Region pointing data
((

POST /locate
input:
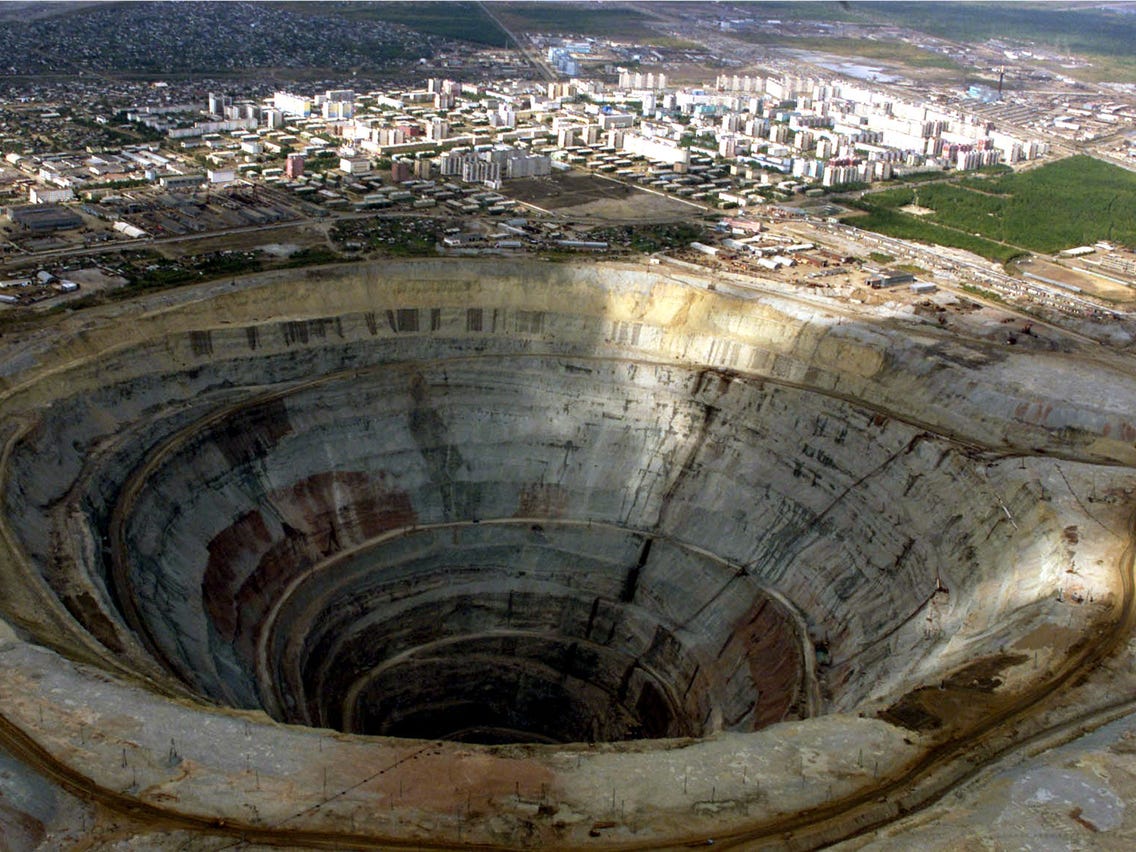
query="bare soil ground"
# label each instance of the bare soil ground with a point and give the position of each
(1091, 284)
(598, 198)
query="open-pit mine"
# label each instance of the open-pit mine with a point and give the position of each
(523, 553)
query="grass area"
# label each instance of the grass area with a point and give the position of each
(884, 51)
(1070, 202)
(585, 19)
(893, 223)
(1059, 26)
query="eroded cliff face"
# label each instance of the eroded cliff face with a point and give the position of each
(531, 502)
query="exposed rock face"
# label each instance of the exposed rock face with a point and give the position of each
(541, 503)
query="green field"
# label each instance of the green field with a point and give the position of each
(1059, 206)
(579, 18)
(885, 51)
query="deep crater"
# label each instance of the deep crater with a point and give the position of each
(546, 508)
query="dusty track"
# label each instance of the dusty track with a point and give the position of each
(1017, 724)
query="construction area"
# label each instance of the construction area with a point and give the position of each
(514, 553)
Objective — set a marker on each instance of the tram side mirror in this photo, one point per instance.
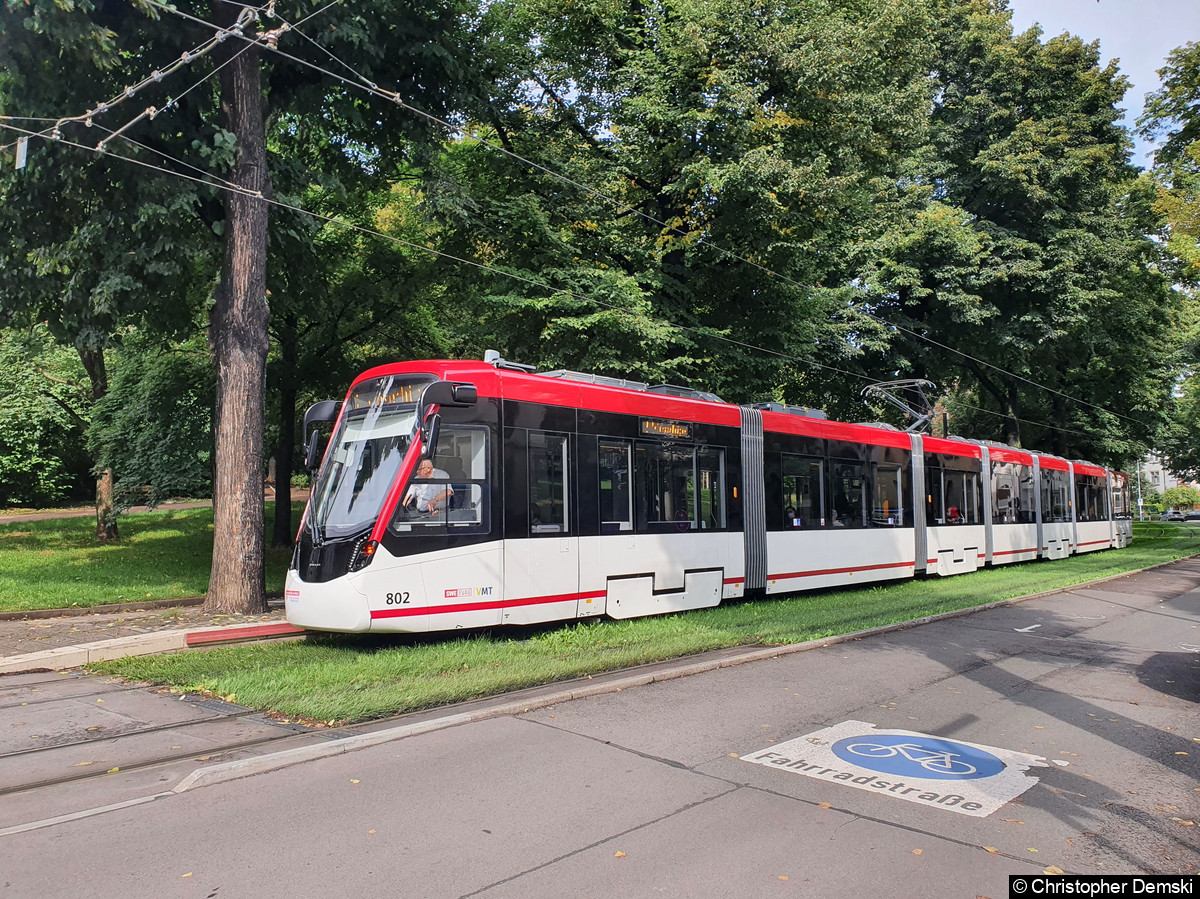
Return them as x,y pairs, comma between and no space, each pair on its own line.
430,431
322,412
444,393
312,450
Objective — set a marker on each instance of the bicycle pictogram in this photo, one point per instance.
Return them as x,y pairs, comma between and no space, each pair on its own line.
929,759
916,755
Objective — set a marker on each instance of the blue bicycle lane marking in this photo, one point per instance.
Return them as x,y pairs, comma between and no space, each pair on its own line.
917,756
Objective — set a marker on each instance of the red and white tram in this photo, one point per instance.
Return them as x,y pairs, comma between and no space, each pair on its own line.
575,496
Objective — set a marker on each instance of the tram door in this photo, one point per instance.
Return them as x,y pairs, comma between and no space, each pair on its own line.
541,553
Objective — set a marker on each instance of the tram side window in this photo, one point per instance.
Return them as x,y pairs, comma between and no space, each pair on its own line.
887,511
1012,501
803,492
1091,498
954,493
1055,496
666,487
1027,511
1006,497
1122,507
711,472
850,495
549,513
616,463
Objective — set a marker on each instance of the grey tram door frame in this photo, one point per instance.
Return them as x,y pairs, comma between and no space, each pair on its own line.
988,502
754,504
1037,498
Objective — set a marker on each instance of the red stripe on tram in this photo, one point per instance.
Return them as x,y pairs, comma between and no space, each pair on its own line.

))

• [Activity]: Only the count should be given: the number of lines in the entries above containing the word "door".

• [Result for this exercise]: 2